> **Directions for this task**
Scan the entries that follow and copy out every line containing "gold".

> **Dataset entries**
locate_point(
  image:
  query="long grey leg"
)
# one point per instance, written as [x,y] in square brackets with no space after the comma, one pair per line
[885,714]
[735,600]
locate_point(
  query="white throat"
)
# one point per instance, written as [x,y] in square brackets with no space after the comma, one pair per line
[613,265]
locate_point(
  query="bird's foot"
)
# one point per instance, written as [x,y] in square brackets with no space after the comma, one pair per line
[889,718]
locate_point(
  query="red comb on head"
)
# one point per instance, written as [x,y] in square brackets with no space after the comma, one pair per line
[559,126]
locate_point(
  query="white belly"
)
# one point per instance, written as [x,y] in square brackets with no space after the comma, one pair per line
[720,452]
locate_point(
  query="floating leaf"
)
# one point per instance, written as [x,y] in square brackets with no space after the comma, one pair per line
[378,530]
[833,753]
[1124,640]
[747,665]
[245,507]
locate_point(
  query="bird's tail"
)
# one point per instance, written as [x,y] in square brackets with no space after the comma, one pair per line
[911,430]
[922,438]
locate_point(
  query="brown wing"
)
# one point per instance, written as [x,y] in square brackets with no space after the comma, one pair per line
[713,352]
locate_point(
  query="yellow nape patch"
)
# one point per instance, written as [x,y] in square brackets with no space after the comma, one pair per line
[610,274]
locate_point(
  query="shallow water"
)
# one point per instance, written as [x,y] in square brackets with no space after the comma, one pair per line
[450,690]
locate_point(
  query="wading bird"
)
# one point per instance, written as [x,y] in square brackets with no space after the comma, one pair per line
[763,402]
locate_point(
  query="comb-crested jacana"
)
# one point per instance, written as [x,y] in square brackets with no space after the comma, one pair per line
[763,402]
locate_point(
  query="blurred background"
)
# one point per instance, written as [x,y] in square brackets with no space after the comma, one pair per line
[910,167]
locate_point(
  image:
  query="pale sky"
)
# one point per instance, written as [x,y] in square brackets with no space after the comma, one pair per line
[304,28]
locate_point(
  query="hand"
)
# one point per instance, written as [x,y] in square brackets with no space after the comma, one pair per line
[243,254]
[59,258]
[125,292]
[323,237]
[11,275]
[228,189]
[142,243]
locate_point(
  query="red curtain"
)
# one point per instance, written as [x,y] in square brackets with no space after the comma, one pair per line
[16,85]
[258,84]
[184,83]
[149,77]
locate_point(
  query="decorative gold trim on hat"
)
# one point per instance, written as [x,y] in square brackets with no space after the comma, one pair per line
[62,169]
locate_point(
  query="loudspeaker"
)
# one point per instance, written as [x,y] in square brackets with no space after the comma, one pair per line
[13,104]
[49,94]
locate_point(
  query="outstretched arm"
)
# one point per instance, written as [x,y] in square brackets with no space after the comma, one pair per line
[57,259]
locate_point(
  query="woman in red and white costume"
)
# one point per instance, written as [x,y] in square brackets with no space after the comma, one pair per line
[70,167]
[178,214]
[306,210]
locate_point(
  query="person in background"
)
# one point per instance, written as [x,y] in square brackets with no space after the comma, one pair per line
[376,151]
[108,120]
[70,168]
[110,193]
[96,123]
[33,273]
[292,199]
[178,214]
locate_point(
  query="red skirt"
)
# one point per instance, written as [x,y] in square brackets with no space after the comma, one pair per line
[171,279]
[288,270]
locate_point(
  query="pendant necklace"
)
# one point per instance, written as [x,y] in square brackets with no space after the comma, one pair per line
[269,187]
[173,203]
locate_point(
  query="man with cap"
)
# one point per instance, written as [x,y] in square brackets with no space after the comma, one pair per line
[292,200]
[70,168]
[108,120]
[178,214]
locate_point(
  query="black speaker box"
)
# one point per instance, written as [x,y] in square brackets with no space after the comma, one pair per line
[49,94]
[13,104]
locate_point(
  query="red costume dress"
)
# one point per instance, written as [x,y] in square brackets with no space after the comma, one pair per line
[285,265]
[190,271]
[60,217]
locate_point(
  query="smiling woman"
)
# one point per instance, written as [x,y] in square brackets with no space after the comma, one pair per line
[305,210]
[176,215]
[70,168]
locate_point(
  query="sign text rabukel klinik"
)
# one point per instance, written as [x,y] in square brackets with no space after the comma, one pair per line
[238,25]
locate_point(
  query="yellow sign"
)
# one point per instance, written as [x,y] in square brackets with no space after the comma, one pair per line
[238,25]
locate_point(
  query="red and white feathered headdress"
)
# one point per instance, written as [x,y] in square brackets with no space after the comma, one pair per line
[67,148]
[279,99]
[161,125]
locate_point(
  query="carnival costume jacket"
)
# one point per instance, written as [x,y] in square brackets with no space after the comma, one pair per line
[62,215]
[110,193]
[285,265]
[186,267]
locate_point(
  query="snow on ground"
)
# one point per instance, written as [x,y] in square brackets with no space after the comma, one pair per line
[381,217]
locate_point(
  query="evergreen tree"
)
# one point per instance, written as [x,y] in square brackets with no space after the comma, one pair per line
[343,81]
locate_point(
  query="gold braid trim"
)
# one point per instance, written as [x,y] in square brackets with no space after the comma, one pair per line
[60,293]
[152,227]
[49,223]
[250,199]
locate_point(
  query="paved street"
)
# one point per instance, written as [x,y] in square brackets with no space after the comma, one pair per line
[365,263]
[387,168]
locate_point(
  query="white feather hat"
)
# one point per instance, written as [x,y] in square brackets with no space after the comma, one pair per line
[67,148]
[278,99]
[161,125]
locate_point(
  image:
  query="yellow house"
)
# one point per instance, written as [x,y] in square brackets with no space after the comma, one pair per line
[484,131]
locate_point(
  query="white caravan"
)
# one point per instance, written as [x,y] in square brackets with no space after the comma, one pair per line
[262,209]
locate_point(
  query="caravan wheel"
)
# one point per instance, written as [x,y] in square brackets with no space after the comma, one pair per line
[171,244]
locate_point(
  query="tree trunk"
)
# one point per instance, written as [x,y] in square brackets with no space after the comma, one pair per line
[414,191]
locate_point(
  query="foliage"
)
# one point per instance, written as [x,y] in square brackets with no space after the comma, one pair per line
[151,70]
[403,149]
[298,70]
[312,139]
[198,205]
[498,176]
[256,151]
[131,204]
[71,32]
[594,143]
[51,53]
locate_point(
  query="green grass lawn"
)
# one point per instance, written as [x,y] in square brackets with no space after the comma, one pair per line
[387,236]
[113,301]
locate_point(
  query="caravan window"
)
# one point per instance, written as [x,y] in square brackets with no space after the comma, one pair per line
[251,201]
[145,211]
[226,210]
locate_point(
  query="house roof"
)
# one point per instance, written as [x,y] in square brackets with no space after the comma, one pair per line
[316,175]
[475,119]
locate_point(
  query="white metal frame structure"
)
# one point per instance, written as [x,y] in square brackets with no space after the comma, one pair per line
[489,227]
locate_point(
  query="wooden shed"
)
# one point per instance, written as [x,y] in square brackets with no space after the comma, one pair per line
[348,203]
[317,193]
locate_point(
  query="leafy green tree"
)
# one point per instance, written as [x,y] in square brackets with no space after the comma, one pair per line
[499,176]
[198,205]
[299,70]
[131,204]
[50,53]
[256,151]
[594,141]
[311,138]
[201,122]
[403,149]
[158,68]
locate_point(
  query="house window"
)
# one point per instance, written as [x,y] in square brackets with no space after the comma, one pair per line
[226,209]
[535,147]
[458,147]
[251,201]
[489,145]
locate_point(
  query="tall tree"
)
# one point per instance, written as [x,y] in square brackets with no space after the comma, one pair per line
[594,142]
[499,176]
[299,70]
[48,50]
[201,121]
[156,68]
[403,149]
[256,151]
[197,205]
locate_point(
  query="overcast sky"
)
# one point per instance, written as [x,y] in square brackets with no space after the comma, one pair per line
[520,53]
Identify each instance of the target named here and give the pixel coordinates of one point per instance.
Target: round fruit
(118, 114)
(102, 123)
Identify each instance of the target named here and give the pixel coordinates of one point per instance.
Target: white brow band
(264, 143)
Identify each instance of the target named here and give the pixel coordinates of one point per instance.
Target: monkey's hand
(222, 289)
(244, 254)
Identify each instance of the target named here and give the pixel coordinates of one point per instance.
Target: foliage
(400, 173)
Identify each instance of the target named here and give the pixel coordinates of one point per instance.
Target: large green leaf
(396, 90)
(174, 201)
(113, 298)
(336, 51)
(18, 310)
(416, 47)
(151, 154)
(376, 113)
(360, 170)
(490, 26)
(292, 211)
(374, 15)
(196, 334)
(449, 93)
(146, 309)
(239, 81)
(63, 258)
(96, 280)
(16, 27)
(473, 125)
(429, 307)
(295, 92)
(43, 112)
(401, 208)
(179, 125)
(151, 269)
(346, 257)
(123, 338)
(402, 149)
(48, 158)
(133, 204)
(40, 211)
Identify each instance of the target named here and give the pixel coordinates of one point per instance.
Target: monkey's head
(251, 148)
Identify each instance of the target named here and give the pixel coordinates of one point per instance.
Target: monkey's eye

> **Completed task**
  query="decorative gold trim on hat"
  query="gold braid trim"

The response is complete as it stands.